━━ 本文抜粋 ━━

本発明は、磁気ヘッドスライダの製造方法に関し、特にラッピングの前工程として行われるローバーの研削工程に関する。
磁気ヘッドスライダを製造するには、まずウエハ工程で、記録素子と再生素子とを備えたスライダとなるべき部分(以下、スライダ形成部という。)を基板上に形成する。その後ウエハを切断して、スライダ形成部が一列に配列したローバーを切り出し、媒体対向面を形成する(例えば、特許文献1)。媒体対向面の形成は、ローバーを作業単位として行われる。ローバーは専用のジグに保持され、切断面を円形の回転砥石で研削加工(グラインド加工)する。この研削加工は次に続く研摩加工(ラッピング加工)の前工程として行われ、ラッピング加工における必要研磨量が数μmのオーダーとなる程度まで、切断面が削られる。
研削工程では、ローバーにあらかじめ複数の基準マーカーを形成しておき、ローバーの両端に位置する2つの基準マーカーを結ぶ線と研削砥石の研削面とが平行になるように、ジグにローバーをセットする。基準マーカーは媒体対向面となるべきローバー内部の面(またはこれと平行な面)である仮想面に対し所定の位置関係で設けられているため、仮想面の位置を示す指標として利用することができる。2つの基準マーカーを結ぶ線と仮想面とが互いに平行であれば、2つの基準マーカーを結ぶ線と研削砥石の研削面とが平行になるようにして研削することで、ローバーの研削面は仮想面と平行になる。
次いで、ラップ定盤を用いてラッピング加工を行う。ラッピング加工では、再生素子であるMR(Magneto Resistive)素子のMRハイト(媒体対向面と直交する方向に測ったMR素子の長さをいう。)が正確に形成され、さらに、必要に応じ最終仕上げ工程であるファインラッピング(最終ラッピング)が行われる。
ラッピング加工はローバーを単位として行われるため、ローバーを構成する各スライダ形成部の研磨量が変動し、一つのローバー内でMRハイトがばらつく可能性がある。そこで、あらかじめローバーに、ラッピングの進行に伴い電気抵抗値が変化する抵抗体を埋設しておき、抵抗体の電気抵抗値から、ローバーの長手方向における研磨量の分布を求める技術が知られている。MRハイトのローバー内でのばらつきを抑えるために、このような抵抗体を用いてローバーの傾きを算出する技術も知られている(特許文献2)。この技術では、ローバーの傾きに応じて、ラップ定盤へのローバーの押し付け力をローバーの長手方向各位置で変化させ、傾きを補正する。さらに、同様の抵抗体を用いて、MRハイトだけでなく記録素子のネックハイトを正確に制御する技術も知られている(特許文献3)。

━━━
━━ 提供資料 ━━

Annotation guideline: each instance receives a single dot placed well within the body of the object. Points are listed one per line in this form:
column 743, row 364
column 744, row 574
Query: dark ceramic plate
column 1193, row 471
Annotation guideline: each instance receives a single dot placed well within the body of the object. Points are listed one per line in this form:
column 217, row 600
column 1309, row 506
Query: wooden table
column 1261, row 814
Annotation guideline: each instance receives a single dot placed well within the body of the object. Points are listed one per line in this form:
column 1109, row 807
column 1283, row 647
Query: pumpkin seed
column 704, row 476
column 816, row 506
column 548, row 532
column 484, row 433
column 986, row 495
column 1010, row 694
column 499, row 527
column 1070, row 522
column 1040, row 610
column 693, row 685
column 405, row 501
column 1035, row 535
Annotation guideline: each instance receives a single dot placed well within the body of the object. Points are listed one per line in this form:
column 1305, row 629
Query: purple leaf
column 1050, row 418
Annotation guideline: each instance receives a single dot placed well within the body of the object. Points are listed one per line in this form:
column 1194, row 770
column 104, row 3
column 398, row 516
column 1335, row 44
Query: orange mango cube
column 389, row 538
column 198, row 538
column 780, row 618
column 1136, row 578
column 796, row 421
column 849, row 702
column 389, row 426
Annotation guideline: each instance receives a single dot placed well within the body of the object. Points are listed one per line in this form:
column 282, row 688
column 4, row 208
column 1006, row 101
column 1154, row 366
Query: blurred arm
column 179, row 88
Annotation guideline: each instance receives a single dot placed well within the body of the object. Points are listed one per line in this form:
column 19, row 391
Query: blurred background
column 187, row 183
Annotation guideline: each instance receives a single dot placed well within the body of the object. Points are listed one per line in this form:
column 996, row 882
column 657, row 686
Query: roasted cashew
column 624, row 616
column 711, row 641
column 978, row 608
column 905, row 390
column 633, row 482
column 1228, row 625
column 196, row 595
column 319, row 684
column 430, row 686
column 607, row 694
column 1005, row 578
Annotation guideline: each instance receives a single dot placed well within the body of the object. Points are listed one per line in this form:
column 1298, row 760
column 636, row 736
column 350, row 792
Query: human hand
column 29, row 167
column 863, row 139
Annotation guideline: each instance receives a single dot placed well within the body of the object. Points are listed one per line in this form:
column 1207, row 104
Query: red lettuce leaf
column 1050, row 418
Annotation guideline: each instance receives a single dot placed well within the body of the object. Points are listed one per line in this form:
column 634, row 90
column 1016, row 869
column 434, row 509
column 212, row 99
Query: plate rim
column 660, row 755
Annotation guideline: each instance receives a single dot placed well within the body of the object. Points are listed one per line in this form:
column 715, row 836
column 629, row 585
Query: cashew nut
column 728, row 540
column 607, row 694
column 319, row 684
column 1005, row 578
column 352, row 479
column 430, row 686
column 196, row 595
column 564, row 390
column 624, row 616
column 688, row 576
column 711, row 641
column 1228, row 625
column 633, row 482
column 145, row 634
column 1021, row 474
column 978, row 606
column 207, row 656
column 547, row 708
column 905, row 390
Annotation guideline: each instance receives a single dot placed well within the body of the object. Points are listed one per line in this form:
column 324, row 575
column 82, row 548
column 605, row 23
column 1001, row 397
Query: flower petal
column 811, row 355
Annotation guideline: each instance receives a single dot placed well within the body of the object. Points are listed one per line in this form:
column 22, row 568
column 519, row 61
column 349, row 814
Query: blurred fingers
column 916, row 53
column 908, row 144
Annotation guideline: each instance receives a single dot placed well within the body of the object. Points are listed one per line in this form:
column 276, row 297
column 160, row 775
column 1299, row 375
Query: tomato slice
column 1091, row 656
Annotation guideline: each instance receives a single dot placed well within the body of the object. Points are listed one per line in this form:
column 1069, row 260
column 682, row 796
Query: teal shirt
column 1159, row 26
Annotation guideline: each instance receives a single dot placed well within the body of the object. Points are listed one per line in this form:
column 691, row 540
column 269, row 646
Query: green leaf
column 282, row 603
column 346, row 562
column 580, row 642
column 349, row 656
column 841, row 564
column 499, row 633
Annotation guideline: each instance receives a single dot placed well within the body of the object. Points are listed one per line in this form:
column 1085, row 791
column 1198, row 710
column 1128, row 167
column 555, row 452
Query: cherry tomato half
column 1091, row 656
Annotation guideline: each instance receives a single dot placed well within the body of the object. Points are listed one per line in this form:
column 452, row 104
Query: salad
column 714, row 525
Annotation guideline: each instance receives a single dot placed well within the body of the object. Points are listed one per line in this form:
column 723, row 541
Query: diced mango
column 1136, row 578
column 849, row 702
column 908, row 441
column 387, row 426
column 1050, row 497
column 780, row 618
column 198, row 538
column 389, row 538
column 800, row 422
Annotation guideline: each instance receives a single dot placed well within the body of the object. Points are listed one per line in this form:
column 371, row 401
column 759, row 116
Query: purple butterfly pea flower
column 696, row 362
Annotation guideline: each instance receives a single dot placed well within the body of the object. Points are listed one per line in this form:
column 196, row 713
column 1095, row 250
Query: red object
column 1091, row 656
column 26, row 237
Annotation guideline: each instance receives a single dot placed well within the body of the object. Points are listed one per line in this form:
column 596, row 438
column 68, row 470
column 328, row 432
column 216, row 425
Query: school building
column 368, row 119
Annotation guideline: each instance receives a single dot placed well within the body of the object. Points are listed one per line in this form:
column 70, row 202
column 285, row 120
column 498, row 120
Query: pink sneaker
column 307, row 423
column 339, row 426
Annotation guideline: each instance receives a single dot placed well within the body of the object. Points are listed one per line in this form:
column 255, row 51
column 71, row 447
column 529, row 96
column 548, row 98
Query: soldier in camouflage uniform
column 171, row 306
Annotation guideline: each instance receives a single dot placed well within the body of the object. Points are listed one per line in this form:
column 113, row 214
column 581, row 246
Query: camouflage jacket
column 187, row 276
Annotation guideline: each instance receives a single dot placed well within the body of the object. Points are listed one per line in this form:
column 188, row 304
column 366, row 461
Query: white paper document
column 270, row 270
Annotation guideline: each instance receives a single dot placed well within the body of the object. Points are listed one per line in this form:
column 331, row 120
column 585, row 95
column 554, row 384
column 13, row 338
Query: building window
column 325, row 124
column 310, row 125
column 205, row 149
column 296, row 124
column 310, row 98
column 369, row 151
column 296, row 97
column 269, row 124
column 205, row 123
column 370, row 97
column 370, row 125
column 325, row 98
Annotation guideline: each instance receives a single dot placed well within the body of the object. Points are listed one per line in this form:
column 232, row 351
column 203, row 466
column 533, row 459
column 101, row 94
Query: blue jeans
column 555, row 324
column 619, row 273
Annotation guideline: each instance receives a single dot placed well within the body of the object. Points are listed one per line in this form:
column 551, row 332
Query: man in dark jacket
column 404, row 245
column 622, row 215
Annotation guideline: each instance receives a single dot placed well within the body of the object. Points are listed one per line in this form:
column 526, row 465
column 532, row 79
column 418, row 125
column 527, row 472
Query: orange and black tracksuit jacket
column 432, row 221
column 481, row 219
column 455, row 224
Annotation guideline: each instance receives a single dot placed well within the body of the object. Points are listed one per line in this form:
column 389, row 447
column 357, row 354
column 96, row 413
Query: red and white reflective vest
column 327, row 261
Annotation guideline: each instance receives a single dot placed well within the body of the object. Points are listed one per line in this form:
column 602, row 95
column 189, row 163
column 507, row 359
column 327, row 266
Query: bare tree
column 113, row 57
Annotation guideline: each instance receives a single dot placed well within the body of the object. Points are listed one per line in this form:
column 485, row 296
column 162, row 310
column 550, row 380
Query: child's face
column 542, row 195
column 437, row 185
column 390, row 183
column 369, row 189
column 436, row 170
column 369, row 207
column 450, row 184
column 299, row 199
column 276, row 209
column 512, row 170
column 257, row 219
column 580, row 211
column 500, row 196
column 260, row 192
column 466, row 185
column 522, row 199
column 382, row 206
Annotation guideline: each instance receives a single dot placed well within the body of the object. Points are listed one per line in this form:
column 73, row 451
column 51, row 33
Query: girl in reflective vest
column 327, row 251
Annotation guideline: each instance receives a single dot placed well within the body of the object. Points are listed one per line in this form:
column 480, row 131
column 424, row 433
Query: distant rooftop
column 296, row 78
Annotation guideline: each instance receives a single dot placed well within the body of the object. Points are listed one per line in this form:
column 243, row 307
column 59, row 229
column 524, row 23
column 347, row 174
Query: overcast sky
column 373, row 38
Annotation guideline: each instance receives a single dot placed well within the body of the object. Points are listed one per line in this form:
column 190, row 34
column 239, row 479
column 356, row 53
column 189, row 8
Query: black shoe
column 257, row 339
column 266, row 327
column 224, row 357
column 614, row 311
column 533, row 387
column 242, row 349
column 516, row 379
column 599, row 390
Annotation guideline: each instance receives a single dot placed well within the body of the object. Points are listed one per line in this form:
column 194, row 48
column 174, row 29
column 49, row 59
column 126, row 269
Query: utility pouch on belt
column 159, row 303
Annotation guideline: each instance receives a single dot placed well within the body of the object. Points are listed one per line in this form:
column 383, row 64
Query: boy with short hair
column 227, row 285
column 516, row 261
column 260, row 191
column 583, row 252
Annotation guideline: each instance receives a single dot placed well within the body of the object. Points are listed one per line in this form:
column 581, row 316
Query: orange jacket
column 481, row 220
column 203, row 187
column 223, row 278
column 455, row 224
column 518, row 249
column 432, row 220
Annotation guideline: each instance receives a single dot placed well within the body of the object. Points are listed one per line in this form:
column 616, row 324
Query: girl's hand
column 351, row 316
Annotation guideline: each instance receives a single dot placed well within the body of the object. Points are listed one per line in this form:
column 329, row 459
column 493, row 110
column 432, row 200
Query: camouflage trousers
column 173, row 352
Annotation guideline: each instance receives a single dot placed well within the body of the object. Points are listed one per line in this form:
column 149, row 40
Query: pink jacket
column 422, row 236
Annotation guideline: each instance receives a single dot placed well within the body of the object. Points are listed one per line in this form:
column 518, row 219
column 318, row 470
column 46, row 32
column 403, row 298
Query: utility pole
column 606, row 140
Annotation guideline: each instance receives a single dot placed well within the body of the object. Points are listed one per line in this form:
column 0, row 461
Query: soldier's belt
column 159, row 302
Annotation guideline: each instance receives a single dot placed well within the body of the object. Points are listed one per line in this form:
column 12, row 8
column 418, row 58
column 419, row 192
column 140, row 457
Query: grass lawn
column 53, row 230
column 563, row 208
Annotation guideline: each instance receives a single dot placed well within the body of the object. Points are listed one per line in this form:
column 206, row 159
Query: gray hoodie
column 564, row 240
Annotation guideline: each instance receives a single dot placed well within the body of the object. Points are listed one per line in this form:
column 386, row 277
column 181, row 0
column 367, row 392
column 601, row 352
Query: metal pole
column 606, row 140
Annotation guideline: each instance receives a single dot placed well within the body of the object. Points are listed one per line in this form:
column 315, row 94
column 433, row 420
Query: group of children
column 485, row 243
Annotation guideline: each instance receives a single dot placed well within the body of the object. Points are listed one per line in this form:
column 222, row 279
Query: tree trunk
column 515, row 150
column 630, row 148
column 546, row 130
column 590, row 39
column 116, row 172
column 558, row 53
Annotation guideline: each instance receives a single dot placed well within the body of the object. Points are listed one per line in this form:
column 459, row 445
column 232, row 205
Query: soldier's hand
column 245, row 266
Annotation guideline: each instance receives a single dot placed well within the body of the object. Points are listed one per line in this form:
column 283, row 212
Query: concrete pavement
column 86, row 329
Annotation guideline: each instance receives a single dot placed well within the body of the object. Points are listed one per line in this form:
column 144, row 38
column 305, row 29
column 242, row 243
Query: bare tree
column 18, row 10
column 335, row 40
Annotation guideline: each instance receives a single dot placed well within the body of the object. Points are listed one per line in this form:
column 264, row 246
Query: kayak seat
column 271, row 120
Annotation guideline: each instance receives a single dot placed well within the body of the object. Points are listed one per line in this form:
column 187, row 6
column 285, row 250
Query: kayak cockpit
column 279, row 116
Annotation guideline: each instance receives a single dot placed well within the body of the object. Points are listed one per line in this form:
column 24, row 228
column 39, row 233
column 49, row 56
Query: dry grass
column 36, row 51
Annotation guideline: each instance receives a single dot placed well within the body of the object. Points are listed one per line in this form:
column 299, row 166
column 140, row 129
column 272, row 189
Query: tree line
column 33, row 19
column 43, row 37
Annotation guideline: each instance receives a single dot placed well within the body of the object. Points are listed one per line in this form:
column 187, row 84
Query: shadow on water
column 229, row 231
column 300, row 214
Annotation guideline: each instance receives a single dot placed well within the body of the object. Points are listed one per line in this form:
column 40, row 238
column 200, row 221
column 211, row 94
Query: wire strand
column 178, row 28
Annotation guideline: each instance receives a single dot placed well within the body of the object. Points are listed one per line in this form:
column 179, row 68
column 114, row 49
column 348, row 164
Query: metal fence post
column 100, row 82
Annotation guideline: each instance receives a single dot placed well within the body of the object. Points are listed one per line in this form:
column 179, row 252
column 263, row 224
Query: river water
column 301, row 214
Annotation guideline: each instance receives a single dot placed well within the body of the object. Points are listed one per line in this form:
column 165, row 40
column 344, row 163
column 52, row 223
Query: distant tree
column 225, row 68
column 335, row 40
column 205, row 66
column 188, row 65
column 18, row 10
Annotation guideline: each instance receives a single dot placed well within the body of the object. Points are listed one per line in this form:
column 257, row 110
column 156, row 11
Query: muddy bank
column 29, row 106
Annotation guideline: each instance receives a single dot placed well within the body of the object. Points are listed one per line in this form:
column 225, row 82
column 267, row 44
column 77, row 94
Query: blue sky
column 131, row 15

━━━

■ 作業指示 ■
本文抜粋のうち、「研削工程では、ローバーにあら」から「研削面は仮想面と平行になる。」までの部分を一字も変えずに返してください。 上記の行はこの作業では使いません。

■ 回答 ■
研削工程では、ローバーにあらかじめ複数の基準マーカーを形成しておき、ローバーの両端に位置する2つの基準マーカーを結ぶ線と研削砥石の研削面とが平行になるように、ジグにローバーをセットする。基準マーカーは媒体対向面となるべきローバー内部の面(またはこれと平行な面)である仮想面に対し所定の位置関係で設けられているため、仮想面の位置を示す指標として利用することができる。2つの基準マーカーを結ぶ線と仮想面とが互いに平行であれば、2つの基準マーカーを結ぶ線と研削砥石の研削面とが平行になるようにして研削することで、ローバーの研削面は仮想面と平行になる。